DIRECTIONS: All of the entries must be reproduced exactly, with no images carried over.

TASK INPUT:
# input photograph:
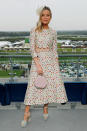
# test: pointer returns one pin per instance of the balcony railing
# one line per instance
(15, 67)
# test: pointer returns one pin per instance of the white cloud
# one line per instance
(21, 14)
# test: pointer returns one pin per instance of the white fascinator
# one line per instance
(38, 10)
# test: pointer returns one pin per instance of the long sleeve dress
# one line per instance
(55, 91)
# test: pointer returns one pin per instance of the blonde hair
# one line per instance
(39, 25)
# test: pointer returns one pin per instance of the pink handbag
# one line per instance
(40, 82)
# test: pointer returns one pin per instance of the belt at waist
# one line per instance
(41, 49)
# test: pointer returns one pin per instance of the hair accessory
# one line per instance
(38, 10)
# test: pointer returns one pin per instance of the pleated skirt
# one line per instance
(55, 91)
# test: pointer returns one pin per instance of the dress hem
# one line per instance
(47, 102)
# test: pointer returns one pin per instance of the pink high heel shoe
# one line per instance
(45, 115)
(25, 122)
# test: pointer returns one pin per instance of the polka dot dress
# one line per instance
(55, 91)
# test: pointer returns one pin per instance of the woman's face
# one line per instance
(45, 17)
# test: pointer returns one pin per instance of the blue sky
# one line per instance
(20, 15)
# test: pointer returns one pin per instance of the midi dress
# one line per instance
(55, 91)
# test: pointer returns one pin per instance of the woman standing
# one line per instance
(43, 47)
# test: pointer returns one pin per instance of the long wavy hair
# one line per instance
(39, 25)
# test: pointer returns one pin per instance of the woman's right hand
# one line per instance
(39, 69)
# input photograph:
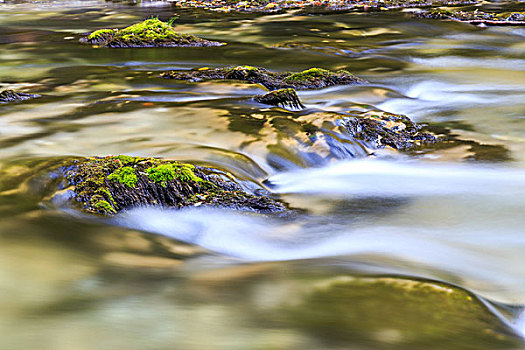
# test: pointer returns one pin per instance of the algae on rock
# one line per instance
(313, 78)
(399, 313)
(110, 184)
(149, 33)
(13, 96)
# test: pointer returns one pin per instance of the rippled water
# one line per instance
(210, 279)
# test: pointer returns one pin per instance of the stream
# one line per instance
(203, 278)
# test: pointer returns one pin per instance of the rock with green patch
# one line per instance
(114, 183)
(475, 17)
(398, 313)
(283, 97)
(149, 33)
(388, 129)
(313, 78)
(7, 96)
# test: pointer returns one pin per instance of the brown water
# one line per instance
(203, 279)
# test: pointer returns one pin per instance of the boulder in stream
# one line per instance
(313, 78)
(7, 96)
(388, 129)
(149, 33)
(110, 184)
(475, 17)
(282, 97)
(400, 313)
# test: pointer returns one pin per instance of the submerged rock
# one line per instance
(475, 17)
(13, 96)
(282, 97)
(387, 129)
(110, 184)
(149, 33)
(315, 6)
(400, 313)
(313, 78)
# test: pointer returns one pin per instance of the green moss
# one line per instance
(128, 159)
(309, 74)
(125, 175)
(101, 205)
(164, 173)
(101, 33)
(248, 68)
(395, 313)
(151, 32)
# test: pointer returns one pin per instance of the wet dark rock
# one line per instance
(149, 33)
(387, 129)
(314, 6)
(475, 17)
(13, 96)
(114, 183)
(314, 78)
(282, 97)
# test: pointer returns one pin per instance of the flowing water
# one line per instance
(214, 279)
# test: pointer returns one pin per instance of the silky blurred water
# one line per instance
(210, 279)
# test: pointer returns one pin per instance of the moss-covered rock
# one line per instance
(314, 78)
(110, 184)
(149, 33)
(282, 97)
(387, 129)
(314, 6)
(475, 17)
(399, 313)
(13, 96)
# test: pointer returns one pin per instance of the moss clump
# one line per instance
(101, 205)
(314, 78)
(312, 73)
(109, 184)
(125, 175)
(166, 172)
(101, 34)
(149, 33)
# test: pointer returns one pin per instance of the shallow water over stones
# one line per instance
(448, 214)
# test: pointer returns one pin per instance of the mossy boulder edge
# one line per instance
(149, 33)
(389, 312)
(8, 96)
(107, 185)
(313, 78)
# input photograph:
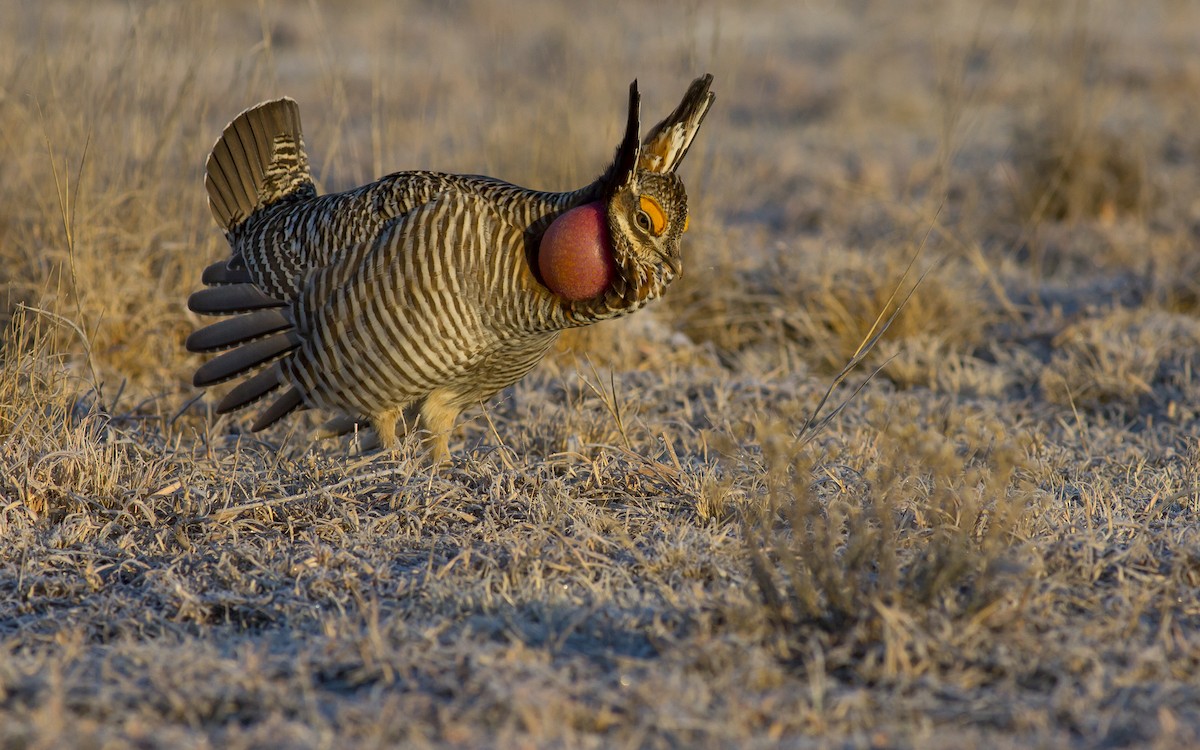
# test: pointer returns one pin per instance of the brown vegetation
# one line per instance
(646, 543)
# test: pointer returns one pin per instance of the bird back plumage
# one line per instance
(418, 291)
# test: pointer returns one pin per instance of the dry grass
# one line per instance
(994, 544)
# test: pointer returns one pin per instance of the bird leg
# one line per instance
(385, 427)
(438, 414)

EXERCISE OUTPUT:
# input photograph:
# test: pointer returns one pin per instance of the balcony railing
# one line per instance
(15, 67)
# test: pointer returns one pin per instance of the white cloud
# one line per instance
(21, 14)
# test: pointer returns one pin per instance of the white fascinator
# one line per instance
(38, 10)
# test: pointer returns one pin per instance of the long sleeve dress
# one line per instance
(55, 91)
# test: pointer returns one pin per instance of the blonde hair
# one line per instance
(39, 25)
# test: pointer returns one pin per instance of the pink handbag
# one line per instance
(40, 82)
# test: pointer returns one pin per instance of the belt at waist
# one line per instance
(41, 49)
# test: pointer returns one pin per instance of the hair accessory
# one line per instance
(38, 10)
# test: pointer returns one pin per instance of the pleated skirt
# one line per instance
(55, 91)
# test: pointer returns one pin per instance of the dress hem
# one line per instance
(47, 102)
# test: pointer returns one pin per instance of the pink high heel shoe
# one line per instance
(45, 115)
(25, 122)
# test: pointer returns one pin per instance of the polka dot dress
# one line per instance
(55, 91)
# test: pointer returns one pin per instance of the woman's face
# one line per instance
(45, 17)
# test: pointer returns one pin per instance of the blue sky
# one line per instance
(20, 15)
# test: pointer returns one pin per instance of the midi dress
# one line per instance
(55, 91)
# test: pointer returns one pin per instance of the woman standing
# one line per instance
(43, 47)
# test: pointer returns one pin per instance of the long wavy hair
# one line per instance
(39, 25)
# test: pointer returns one pin per instance of the woman's right hand
# one line per instance
(39, 69)
# input photograph:
# test: pointer returns one pin per instance of the algae on rock
# one line per instance
(313, 78)
(399, 313)
(110, 184)
(149, 33)
(13, 96)
# test: pointer returns one pin per instance of the rippled water
# one line per instance
(210, 279)
# test: pointer returns one pin per instance of the stream
# one line per instance
(203, 278)
# test: pointer returns one pin per instance of the rock with green patch
# one line per instance
(114, 183)
(475, 17)
(398, 313)
(283, 97)
(149, 33)
(388, 129)
(313, 78)
(7, 96)
# test: pointer returns one pin per instance of the brown water
# one line per instance
(203, 279)
# test: pointer returns one pin per instance of the boulder in stream
# one line per instance
(313, 78)
(7, 96)
(388, 129)
(149, 33)
(110, 184)
(475, 17)
(282, 97)
(400, 313)
# test: pointer returns one pin per instance of the submerged rock
# one line per instance
(475, 17)
(13, 96)
(282, 97)
(387, 129)
(110, 184)
(149, 33)
(315, 6)
(400, 313)
(313, 78)
# test: pointer returns one pin per instance of the green moss
# one line per instance
(128, 159)
(309, 74)
(125, 175)
(101, 205)
(164, 173)
(101, 33)
(248, 68)
(395, 313)
(151, 32)
# test: pointer returns one pin per instance of the wet dark rock
# one line per instance
(149, 33)
(387, 129)
(314, 6)
(475, 17)
(13, 96)
(114, 183)
(314, 78)
(282, 97)
# test: pointer returns one pin per instance of the flowing water
# one line per instance
(214, 279)
# test: pointer returns one pin per instance of the silky blurred water
# one line per instance
(210, 279)
# test: pointer returns one pin per instance of the moss-covered rock
# one line per instance
(314, 78)
(110, 184)
(149, 33)
(282, 97)
(387, 129)
(314, 6)
(475, 17)
(399, 313)
(13, 96)
# test: pointer returns one pin per instance of the moss clump
# one line per instance
(101, 205)
(314, 78)
(312, 73)
(109, 184)
(125, 175)
(166, 172)
(101, 34)
(149, 33)
# test: pointer returns one pin per instance of the shallow water over stones
# one line per instance
(448, 214)
# test: pointer returns one pin per instance of the mossy boulder edge
# one line per instance
(149, 33)
(389, 312)
(8, 96)
(107, 185)
(313, 78)
# input photograph:
# test: pointer returns one pin per instance of the brown vegetation
# one line per instance
(646, 543)
# test: pointer returns one pin per instance of the bird back plumage
# one line per instance
(418, 291)
# test: pointer returns one pin per instance of the dry grass
# one line per instance
(994, 544)
# test: pointer returns one pin per instance of the bird leg
# one line per instance
(385, 427)
(438, 414)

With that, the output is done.